Stored records
<<<<
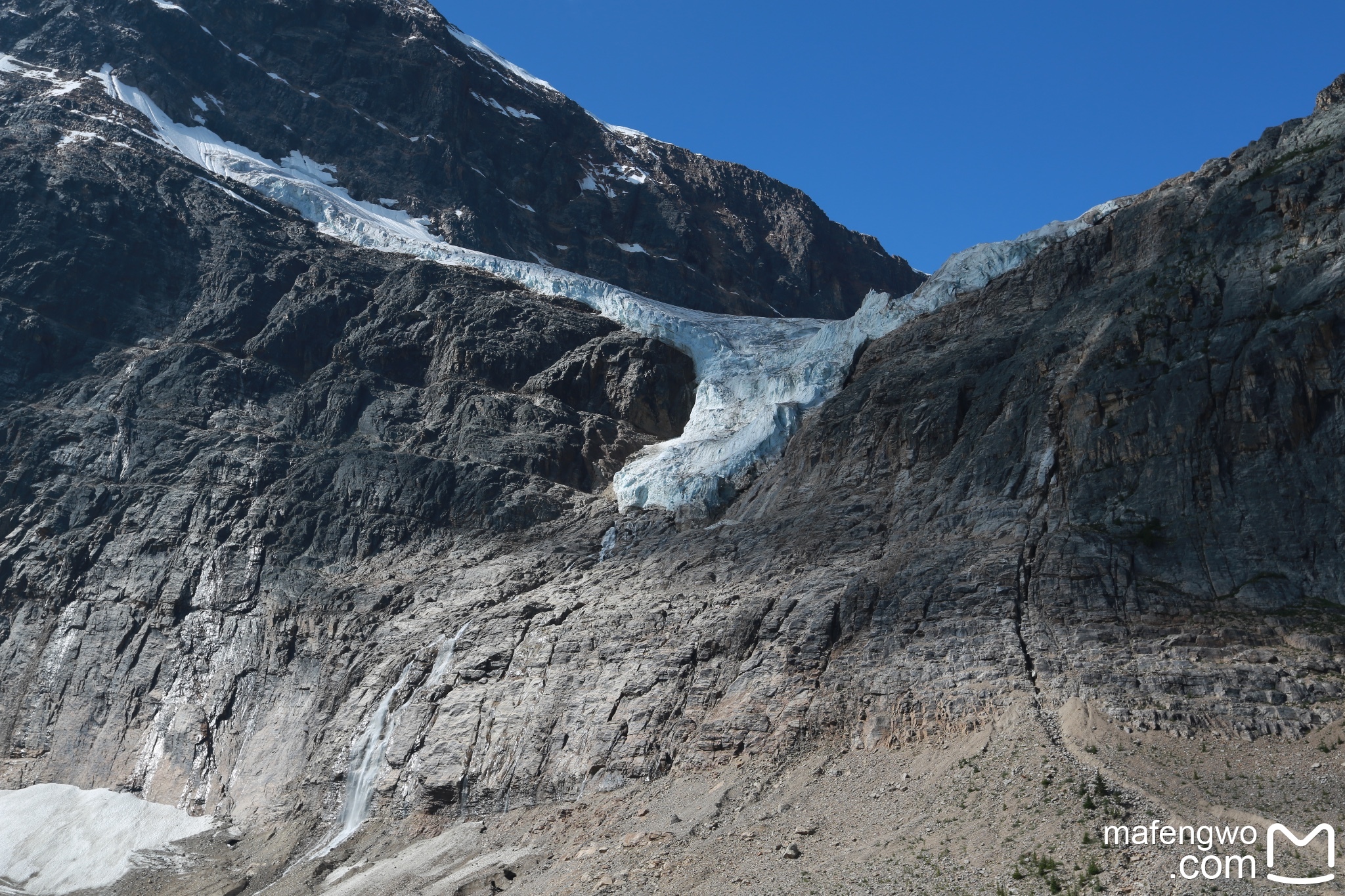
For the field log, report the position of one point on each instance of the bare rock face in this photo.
(265, 494)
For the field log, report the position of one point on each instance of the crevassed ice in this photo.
(757, 375)
(57, 839)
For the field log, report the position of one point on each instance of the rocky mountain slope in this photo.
(292, 526)
(401, 108)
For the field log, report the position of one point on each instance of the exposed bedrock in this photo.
(387, 97)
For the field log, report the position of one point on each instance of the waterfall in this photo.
(366, 753)
(366, 762)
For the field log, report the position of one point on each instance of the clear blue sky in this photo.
(934, 125)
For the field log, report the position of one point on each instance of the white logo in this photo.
(1270, 853)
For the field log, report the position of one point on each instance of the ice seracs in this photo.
(757, 375)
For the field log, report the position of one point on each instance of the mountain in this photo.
(403, 108)
(314, 523)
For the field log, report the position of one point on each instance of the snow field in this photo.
(57, 839)
(755, 375)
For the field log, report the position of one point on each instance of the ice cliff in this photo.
(755, 375)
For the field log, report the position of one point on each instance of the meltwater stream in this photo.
(370, 746)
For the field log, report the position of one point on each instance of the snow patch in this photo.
(472, 43)
(625, 132)
(757, 375)
(55, 839)
(217, 186)
(74, 136)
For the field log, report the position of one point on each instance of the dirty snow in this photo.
(472, 43)
(57, 839)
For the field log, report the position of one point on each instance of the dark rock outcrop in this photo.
(400, 109)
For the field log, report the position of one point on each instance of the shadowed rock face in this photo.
(401, 110)
(254, 477)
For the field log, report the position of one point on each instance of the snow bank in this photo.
(55, 839)
(755, 375)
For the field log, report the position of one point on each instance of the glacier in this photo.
(57, 839)
(755, 375)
>>>>
▶ **Exercise**: Retype all entries exactly; omit pictures.

▶ **Task output**:
For the field log, report the position of one point on each instance of the bare rock face in this photo.
(265, 494)
For the field log, report the position of one point on each instance of the crevassed ice in this photo.
(757, 375)
(57, 839)
For the field log, report the position of one point on each instance of the rocky mountain slope in this photo.
(292, 526)
(401, 108)
For the field log, report the position of one point on each instance of the exposed bedrock in this photo.
(387, 97)
For the field log, report the position of one point on each instance of the waterfall in this photo.
(366, 753)
(366, 762)
For the field log, report the position of one point on each instance of the clear blue sky in this photo.
(934, 125)
For the field log, report the position of one point on each instance of the white logo in this photo.
(1270, 853)
For the field log, report the position of one point on each instance of the ice seracs in this photo.
(757, 375)
For the field log, report the position of one point on each instance of the mountain in this photo.
(403, 108)
(314, 523)
For the field log, report the position of one point on each instance of the snow field in this photo.
(57, 839)
(755, 375)
For the field log, report the position of one point on each instance of the ice cliff in this photo.
(755, 375)
For the field log, report the position of one point on each instance of the meltwater stream in this photo.
(370, 746)
For the field log, report the position of one point on each instance of the snow patch in this photo.
(472, 43)
(625, 132)
(757, 375)
(55, 839)
(217, 186)
(74, 136)
For the field log, report the position of one point on each instance of the dirty snow in this photo.
(472, 43)
(57, 839)
For the field log, report the position of one point on each instance of the dark rock outcrop in this photo.
(400, 109)
For the field log, report the position of one point on each instance of the shadowed rock face in this photo.
(401, 110)
(254, 477)
For the field log, report the position of one point on each instance of the snow bank in this photo.
(55, 839)
(755, 375)
For the field log, report the position of one point on each instance of the glacier in this photo.
(57, 839)
(755, 375)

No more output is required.